▶ CONSIGNE ÉCRITE 1
Sélectionnez, s'il vous plaît, toutes les lignes des entrées ci-dessous qui contiennent la chaîne « stem ». La casse compte.

▶ PASSAGE DU TEXTE
****************

Numéro d'édition: 1700
Lettre de Félicien Rops à [Armand Rassenfosse]
Texte copié
Expéditeur
Félicien Rops
Destinataire
Armand Rassenfosse
Lieu de rédaction
Paris
Date
1889/12/04
Type de document
Lettre
N° d'inventaire
II/6957/19/29
Collationnage
Autographe
Date de fin
1889/12/04
Cachet d'envoi
1889/12/05
Lieu de conservation
Belgique, Bruxelles, Bibliothèque royale de Belgique, Cabinet des Manuscrits
Page 1 Recto : 1
Paris 4 Déc 1889.
J’étais à Tours lorsque votre lettre & celle de monsieur Morreels sont arrivées à Paris. Le Vieux Balzac ne nous aurait pas pardonné de ne pas assister à l’inauguration de sa statue, et nous avons été lui dire un joyeux bonjour, et boire en son honneur quelques verres de Vieux Vouvray, – le Wallon se retrouve toujours !

****************

▶ Données d'annotation par coordonnées
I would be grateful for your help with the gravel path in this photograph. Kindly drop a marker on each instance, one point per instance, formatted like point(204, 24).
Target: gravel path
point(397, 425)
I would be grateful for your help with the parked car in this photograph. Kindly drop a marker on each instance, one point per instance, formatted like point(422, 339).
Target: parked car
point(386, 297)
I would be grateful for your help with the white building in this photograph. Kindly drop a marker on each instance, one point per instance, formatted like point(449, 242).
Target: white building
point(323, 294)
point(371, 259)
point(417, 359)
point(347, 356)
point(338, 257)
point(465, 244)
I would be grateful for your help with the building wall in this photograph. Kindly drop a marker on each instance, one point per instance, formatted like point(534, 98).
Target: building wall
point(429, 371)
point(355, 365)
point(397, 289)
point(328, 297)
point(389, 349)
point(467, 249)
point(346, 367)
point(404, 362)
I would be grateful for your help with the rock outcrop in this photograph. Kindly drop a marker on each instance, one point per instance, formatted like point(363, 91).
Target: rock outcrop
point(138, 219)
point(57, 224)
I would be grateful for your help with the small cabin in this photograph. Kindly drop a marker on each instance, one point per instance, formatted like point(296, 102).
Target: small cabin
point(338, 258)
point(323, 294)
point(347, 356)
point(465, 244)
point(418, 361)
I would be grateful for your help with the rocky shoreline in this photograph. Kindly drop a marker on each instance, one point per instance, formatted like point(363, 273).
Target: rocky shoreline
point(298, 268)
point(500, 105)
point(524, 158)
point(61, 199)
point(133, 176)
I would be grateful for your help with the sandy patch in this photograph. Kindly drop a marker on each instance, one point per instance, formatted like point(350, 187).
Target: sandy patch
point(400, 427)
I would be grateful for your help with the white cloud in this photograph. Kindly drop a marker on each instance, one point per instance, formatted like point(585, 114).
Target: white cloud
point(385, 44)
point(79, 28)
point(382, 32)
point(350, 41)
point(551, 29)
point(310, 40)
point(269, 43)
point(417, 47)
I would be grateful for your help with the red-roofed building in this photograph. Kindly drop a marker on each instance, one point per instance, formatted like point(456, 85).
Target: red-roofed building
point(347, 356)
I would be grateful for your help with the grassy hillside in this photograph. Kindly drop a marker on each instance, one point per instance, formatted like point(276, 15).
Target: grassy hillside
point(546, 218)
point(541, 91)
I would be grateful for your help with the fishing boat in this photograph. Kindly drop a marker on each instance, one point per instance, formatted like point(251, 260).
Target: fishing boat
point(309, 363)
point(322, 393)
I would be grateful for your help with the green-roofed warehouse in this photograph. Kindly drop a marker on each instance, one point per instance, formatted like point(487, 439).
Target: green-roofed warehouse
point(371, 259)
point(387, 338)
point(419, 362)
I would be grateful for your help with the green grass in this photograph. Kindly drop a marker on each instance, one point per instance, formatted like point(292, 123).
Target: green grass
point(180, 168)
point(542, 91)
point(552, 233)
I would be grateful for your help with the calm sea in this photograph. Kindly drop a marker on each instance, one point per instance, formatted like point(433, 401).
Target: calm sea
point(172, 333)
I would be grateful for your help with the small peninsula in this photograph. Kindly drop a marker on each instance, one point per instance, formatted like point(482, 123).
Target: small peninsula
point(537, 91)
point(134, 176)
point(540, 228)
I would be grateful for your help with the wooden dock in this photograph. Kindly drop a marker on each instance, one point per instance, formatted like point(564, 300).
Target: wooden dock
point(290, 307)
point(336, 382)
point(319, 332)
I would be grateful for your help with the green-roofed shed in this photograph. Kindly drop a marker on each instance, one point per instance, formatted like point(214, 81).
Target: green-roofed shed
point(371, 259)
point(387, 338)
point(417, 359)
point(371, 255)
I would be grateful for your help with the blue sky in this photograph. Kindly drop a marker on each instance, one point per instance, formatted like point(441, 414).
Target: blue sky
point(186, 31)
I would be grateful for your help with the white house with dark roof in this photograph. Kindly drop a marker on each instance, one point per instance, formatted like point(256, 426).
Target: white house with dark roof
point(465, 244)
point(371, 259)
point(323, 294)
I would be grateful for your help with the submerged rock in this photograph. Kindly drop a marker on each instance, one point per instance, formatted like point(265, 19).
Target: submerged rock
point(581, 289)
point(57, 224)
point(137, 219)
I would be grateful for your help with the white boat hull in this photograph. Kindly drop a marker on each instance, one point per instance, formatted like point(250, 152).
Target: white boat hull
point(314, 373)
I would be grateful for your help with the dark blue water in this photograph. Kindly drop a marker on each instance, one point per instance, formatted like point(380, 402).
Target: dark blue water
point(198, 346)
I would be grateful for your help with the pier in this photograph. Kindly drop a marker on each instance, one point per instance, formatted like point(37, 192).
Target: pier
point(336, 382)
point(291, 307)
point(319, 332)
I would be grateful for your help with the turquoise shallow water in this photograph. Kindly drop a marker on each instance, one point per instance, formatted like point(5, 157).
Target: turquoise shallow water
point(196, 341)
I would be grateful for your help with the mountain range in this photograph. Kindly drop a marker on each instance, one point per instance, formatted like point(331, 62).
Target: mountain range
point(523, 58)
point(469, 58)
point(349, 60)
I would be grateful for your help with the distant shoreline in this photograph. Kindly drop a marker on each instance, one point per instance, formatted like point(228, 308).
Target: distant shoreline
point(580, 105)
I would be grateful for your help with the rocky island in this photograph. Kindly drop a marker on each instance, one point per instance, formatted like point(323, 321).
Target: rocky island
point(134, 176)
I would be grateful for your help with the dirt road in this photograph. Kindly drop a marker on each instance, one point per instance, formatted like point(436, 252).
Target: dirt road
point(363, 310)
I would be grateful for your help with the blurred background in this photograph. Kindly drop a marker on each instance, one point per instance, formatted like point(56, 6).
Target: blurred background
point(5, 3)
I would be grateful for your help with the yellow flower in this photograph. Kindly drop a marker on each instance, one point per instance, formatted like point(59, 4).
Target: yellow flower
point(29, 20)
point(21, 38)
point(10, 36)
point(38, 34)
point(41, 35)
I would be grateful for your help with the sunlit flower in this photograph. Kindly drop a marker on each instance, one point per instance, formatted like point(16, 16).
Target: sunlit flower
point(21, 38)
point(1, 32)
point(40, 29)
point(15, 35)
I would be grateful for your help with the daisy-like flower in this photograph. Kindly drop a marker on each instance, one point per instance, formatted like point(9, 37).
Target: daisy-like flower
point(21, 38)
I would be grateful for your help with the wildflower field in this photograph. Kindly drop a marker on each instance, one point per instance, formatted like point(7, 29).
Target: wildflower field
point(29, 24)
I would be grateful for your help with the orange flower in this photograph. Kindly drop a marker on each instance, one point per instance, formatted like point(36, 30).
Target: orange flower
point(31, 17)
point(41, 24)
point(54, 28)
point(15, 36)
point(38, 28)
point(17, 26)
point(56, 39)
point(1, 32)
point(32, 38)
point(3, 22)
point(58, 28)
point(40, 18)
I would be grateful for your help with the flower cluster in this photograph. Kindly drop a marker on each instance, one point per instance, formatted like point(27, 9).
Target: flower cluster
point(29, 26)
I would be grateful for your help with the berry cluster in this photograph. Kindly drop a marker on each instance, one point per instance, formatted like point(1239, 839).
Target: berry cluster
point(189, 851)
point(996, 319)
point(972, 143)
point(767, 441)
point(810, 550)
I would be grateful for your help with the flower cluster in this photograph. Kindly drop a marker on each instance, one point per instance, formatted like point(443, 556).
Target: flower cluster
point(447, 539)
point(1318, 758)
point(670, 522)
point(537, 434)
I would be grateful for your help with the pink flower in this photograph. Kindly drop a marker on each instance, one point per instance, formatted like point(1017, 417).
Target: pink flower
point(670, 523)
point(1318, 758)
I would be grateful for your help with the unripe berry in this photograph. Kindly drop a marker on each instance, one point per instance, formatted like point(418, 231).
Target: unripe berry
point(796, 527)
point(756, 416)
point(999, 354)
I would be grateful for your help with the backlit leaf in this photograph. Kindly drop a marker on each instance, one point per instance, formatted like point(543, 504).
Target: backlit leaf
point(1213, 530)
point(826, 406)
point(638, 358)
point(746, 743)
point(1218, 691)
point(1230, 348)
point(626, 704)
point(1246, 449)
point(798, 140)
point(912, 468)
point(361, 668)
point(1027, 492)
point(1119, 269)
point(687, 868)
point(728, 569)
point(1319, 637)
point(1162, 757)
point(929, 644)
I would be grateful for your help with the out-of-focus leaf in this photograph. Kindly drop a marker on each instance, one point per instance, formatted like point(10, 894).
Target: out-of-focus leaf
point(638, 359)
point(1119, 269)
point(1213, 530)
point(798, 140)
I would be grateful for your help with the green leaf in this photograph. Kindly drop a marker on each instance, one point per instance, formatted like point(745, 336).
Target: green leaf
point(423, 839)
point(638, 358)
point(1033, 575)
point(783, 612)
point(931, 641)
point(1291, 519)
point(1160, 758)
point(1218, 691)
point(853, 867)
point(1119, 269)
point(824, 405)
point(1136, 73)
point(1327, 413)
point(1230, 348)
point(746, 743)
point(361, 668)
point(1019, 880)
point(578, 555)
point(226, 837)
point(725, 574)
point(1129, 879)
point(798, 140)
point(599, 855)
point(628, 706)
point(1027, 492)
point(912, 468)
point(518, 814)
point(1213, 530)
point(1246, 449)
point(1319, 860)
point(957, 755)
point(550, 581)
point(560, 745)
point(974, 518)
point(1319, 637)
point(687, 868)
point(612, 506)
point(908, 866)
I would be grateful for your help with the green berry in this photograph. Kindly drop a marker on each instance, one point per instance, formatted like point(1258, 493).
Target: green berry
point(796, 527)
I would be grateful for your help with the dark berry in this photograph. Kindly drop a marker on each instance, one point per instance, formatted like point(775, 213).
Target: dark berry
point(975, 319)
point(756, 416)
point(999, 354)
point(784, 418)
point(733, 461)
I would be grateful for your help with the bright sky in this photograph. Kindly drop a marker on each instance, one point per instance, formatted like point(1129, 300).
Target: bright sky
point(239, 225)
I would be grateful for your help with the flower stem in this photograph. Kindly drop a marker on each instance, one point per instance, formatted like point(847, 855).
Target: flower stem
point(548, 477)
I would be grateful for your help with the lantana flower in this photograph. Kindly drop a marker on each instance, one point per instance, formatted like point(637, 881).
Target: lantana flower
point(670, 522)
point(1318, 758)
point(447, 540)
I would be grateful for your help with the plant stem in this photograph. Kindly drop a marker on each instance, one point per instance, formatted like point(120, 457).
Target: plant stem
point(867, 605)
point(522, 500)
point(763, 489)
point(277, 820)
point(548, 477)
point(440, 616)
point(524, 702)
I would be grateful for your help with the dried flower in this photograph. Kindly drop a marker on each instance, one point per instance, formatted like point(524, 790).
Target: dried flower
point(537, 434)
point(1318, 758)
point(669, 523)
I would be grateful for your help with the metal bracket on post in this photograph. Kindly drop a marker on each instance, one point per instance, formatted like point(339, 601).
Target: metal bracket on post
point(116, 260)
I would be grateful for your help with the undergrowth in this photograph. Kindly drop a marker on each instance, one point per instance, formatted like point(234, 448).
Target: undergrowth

****************

▶ CONSIGNE ÉCRITE 2
Répondez aux questions suivantes sur la lettre ci-dessus.
(a) Quelle date porte le cachet d'envoi ?
(b) Où se trouvait l'expéditeur lorsque les lettres sont arrivées à Paris ?
(c) Quel vin a été bu en l'honneur de Balzac ?

▶ RÉPONSE RÉDIGÉE 1
I would be grateful for your help with the flower stem in this photograph. Kindly drop a marker on each instance, one point per instance, formatted like point(847, 855).
Target: flower stem
I would be grateful for your help with the plant stem in this photograph. Kindly drop a marker on each instance, one point per instance, formatted like point(120, 457).
Target: plant stem

▶ RÉPONSE RÉDIGÉE 2
(a) 1889/12/05
(b) À Tours
(c) Du Vieux Vouvray